***** Record list

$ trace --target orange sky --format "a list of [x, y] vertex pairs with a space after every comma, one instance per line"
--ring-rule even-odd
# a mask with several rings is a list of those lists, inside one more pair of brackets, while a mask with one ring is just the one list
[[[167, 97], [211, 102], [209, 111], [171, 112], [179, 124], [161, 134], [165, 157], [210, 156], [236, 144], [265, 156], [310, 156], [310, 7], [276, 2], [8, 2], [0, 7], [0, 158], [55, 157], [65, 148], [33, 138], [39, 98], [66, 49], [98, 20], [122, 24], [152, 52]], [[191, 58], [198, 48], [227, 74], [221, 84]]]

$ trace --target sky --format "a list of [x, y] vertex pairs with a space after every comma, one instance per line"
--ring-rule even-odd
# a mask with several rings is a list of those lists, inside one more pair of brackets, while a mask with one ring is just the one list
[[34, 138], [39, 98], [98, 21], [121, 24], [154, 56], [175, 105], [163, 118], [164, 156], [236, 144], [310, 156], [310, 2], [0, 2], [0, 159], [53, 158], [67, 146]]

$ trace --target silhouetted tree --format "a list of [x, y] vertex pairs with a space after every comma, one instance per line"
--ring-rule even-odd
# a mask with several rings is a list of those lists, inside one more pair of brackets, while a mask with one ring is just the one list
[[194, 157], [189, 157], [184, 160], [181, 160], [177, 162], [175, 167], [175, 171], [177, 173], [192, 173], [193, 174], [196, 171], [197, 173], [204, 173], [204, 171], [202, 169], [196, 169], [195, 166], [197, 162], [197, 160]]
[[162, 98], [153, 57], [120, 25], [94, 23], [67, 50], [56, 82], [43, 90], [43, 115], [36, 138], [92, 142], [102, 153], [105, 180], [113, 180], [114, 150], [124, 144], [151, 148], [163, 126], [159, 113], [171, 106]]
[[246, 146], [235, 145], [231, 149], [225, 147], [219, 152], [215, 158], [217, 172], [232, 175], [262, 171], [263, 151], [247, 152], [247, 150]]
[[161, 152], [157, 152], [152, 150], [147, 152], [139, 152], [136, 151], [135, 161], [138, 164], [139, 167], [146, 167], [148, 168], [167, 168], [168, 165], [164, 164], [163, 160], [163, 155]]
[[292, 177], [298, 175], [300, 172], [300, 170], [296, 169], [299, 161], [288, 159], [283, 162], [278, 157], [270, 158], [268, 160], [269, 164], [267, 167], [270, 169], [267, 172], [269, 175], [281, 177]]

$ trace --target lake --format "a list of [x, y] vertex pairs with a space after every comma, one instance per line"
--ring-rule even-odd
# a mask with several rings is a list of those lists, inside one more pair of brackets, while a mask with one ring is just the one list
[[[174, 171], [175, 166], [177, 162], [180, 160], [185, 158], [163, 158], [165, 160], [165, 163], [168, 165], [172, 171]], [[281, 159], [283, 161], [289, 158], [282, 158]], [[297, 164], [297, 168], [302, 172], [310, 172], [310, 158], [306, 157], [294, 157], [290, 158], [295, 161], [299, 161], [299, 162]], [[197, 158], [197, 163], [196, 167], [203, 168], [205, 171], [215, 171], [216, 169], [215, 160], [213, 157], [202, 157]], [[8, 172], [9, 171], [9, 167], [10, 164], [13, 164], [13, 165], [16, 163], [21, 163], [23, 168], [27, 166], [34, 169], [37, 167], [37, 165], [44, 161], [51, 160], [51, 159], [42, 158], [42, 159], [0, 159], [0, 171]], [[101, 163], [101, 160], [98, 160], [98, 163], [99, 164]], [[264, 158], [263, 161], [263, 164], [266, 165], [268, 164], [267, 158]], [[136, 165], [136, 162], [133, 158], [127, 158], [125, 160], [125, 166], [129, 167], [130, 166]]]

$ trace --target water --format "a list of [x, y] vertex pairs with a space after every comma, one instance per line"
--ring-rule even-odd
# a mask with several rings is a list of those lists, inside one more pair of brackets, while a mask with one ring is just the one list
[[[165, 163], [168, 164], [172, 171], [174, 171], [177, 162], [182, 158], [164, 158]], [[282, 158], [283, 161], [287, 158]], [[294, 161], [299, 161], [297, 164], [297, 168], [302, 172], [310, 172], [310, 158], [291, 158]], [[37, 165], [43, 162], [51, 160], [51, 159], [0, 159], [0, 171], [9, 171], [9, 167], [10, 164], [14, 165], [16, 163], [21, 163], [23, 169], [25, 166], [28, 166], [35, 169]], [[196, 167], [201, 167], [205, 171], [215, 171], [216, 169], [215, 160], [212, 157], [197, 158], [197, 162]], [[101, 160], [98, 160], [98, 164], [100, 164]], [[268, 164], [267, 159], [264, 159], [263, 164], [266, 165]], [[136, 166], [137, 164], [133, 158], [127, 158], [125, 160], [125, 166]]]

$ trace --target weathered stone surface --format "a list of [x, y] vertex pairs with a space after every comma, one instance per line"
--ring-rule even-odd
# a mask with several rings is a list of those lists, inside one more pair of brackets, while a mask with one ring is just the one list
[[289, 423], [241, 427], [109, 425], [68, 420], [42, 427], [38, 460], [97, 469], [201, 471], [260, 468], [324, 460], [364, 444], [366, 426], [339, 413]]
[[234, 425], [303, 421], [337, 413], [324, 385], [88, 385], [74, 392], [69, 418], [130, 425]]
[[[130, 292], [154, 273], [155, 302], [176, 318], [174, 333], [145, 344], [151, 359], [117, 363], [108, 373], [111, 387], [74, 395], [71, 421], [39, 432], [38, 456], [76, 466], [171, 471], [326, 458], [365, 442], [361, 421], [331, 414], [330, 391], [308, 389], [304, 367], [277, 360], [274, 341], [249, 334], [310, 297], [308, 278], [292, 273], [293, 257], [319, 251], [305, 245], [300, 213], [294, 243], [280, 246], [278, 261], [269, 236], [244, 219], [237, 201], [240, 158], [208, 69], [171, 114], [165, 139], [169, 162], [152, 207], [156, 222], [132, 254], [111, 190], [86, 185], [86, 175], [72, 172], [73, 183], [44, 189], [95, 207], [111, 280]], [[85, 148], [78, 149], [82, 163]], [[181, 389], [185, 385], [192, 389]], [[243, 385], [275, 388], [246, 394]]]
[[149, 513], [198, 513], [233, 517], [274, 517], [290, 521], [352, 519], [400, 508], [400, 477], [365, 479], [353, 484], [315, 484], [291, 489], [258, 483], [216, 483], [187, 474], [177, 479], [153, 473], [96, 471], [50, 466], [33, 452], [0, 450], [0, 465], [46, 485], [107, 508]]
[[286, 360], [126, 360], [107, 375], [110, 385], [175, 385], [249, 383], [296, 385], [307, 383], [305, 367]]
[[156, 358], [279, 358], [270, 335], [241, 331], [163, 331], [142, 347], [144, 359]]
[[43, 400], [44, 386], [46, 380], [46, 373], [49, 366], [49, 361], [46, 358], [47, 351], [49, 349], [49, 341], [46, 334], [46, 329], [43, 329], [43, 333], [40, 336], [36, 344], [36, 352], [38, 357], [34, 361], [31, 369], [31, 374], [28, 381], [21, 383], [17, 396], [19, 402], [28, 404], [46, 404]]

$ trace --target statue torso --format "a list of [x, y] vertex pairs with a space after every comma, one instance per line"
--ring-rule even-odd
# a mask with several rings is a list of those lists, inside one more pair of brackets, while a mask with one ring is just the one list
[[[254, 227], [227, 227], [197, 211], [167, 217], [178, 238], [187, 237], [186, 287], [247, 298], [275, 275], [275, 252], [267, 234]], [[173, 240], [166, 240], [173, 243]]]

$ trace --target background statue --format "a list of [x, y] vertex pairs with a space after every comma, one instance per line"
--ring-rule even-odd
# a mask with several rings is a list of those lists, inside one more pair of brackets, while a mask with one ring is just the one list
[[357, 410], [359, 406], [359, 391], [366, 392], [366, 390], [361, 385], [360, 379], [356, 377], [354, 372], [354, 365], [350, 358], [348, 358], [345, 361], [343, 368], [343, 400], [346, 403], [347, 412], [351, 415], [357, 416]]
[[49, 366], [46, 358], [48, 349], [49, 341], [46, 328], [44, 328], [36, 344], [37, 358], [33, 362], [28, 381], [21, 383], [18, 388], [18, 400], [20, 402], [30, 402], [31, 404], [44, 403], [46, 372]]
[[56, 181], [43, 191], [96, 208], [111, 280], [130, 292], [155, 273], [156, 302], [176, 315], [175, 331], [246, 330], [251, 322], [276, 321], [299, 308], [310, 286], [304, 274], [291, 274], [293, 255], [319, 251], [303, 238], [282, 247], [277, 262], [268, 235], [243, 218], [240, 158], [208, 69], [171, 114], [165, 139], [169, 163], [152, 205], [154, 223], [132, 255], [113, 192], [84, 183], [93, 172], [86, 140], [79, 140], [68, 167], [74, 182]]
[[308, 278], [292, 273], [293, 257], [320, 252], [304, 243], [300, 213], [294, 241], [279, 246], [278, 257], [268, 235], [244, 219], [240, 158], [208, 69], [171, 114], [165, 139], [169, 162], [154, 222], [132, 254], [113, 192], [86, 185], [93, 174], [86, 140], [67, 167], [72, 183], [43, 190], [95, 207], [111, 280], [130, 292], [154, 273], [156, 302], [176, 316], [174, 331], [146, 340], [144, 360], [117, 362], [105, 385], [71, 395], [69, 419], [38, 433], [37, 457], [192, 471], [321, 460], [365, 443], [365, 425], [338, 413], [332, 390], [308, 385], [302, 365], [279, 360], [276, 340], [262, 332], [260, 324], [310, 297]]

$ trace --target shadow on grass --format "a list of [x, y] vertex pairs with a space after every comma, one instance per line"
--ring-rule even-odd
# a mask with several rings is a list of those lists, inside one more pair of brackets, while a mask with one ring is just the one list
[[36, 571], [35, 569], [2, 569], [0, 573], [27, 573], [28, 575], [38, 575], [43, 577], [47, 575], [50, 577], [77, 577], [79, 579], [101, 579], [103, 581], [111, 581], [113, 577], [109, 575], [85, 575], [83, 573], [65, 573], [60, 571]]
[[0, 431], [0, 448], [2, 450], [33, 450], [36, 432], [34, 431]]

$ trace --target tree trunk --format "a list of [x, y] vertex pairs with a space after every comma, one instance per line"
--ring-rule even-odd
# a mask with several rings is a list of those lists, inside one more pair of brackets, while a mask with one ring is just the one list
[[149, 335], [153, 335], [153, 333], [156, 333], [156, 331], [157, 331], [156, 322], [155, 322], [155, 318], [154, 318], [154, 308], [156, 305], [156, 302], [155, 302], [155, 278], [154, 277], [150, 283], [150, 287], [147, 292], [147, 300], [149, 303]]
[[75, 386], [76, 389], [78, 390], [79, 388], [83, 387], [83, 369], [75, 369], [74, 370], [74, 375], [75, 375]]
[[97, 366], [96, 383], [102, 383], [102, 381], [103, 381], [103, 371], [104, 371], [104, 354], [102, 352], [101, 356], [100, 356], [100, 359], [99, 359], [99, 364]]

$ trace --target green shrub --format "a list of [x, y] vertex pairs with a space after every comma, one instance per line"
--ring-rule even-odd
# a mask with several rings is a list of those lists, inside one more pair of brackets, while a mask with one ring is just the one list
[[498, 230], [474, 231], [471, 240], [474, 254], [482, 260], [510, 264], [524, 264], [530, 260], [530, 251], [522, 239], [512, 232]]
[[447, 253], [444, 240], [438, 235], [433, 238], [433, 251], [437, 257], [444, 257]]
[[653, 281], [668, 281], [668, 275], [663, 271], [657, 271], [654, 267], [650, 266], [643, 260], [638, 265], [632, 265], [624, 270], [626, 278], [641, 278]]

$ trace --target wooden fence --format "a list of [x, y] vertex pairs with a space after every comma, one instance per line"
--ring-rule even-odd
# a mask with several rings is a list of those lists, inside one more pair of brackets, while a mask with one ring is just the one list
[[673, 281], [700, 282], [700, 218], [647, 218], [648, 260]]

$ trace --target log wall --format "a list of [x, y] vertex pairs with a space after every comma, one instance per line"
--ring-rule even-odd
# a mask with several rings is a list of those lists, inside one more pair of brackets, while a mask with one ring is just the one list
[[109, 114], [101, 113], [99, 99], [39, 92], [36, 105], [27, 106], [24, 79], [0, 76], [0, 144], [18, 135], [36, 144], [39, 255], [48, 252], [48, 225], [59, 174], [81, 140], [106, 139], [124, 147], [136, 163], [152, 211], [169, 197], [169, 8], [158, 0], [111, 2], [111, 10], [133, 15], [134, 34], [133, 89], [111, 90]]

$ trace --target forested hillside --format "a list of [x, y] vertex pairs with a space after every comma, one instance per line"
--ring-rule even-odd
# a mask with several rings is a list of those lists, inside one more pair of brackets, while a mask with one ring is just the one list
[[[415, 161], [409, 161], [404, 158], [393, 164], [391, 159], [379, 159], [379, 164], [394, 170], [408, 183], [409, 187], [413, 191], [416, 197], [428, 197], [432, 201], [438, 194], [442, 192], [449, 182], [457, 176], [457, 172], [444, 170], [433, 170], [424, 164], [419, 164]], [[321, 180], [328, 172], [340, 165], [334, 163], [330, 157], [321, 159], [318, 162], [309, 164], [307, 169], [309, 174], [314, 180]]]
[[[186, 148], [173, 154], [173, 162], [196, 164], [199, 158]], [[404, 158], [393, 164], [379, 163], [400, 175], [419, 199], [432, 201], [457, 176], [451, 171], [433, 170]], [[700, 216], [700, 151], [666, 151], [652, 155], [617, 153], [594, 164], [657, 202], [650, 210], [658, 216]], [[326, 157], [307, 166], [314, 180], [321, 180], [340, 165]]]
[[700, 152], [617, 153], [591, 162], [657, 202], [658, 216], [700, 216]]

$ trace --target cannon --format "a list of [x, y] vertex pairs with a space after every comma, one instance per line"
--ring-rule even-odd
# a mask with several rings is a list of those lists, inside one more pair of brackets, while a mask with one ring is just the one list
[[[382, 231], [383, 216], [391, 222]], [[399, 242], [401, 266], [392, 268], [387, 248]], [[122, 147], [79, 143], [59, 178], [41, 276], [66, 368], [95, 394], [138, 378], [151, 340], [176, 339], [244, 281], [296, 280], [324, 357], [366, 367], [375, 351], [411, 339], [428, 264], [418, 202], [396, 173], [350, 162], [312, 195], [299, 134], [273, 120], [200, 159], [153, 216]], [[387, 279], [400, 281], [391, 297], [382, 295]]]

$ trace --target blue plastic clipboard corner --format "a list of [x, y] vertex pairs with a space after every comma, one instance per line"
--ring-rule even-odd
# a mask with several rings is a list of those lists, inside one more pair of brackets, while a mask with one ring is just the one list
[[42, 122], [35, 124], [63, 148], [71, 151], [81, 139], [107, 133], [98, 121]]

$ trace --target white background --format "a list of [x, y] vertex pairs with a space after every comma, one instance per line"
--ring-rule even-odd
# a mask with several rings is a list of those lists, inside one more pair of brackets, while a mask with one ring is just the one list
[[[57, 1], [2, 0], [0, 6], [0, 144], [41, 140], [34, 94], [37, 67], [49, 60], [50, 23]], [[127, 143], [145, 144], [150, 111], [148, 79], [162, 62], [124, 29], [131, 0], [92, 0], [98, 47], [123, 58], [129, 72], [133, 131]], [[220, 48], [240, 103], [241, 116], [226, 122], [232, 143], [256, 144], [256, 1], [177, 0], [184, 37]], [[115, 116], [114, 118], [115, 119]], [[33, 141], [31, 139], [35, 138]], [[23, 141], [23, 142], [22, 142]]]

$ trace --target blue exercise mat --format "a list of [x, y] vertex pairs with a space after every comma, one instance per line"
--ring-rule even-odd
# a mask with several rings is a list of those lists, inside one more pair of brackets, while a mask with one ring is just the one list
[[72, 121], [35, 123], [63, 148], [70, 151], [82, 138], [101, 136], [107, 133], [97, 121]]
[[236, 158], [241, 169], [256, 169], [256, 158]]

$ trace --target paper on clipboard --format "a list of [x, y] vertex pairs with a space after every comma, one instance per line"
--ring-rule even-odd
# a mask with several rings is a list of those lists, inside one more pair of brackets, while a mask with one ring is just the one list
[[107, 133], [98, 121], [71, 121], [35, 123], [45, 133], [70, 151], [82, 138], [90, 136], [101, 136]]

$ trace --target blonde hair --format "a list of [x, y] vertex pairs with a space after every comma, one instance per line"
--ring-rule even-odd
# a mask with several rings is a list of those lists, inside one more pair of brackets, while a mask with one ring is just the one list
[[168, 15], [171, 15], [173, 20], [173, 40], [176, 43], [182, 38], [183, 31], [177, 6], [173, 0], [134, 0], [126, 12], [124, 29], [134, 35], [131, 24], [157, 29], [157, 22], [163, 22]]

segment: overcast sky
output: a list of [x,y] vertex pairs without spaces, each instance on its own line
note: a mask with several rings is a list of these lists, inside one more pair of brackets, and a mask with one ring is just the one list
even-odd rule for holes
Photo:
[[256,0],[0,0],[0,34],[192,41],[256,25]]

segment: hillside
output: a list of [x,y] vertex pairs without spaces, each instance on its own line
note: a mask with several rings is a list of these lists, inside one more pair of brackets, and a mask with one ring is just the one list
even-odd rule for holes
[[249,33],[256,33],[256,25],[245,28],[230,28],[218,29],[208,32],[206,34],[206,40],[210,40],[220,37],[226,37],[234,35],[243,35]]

**********

- **What to work on**
Can you write out the listing lines word for word, beginning at the line that contains "trace --target sky" and stopping after the line that contains "158], [67, 146]]"?

- **Task output**
$ trace --target sky --format "a list of [x, y] vertex pairs with a space after every comma, one instance per line"
--ring-rule even-odd
# a mask with several rings is a list of those lists, inside one more pair of brackets, while a mask with one ring is just the one list
[[34, 138], [39, 98], [98, 21], [121, 24], [154, 56], [175, 105], [163, 118], [164, 156], [236, 144], [310, 156], [310, 2], [0, 2], [0, 159], [53, 158], [67, 146]]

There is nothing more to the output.